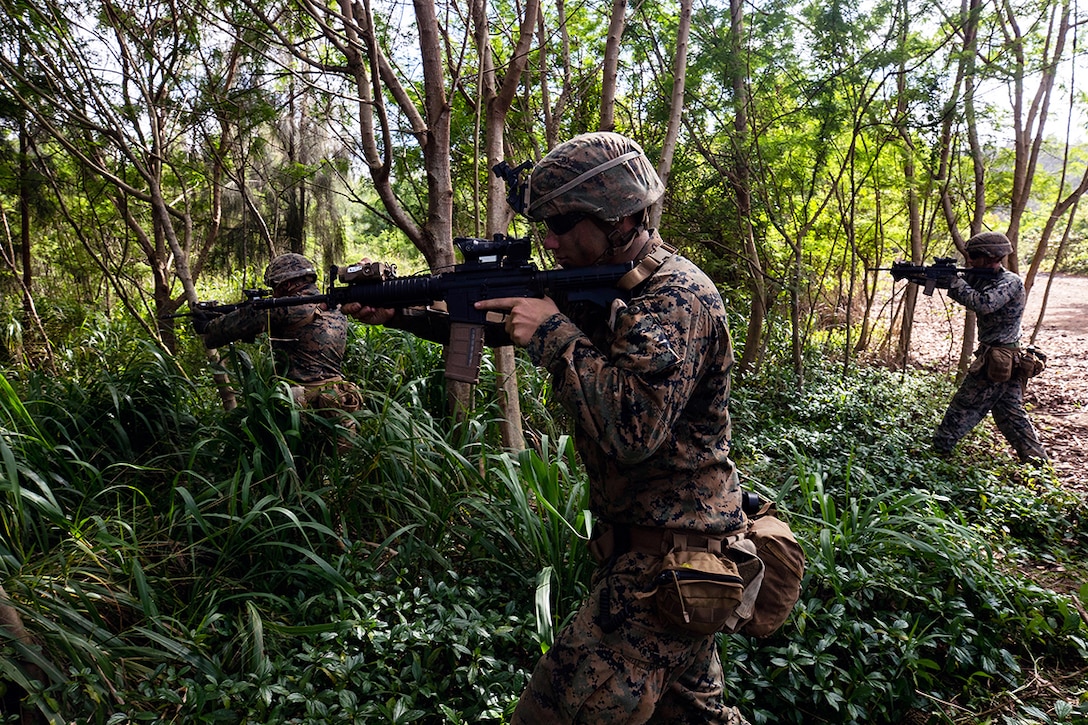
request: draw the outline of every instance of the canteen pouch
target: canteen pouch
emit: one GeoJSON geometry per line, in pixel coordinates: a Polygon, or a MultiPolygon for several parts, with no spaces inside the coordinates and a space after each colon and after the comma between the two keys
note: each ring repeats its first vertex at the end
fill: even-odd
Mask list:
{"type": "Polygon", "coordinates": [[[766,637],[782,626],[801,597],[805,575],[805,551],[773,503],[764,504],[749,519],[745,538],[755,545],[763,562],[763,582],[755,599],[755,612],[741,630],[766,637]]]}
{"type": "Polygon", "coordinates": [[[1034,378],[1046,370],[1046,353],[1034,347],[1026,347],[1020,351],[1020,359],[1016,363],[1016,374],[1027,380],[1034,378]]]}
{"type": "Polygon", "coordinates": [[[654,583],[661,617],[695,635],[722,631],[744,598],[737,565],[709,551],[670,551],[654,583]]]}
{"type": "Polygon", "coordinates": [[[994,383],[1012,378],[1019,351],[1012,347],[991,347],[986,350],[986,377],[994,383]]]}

- - - - -

▶ **Problem details**
Looking at the data above, write out exactly the lines that start at the one containing "emit: one GeoJSON" and end at the one containing "fill: even-odd"; include both and nothing beyond.

▶ **Task response**
emit: one GeoJSON geometry per line, in pixel coordinates: a Polygon, or a MultiPolygon for several parts, with no spaces inside the coordinates and a space after each colon and after the comma between the two keys
note: each ring repeats its first vertex at the end
fill: even-odd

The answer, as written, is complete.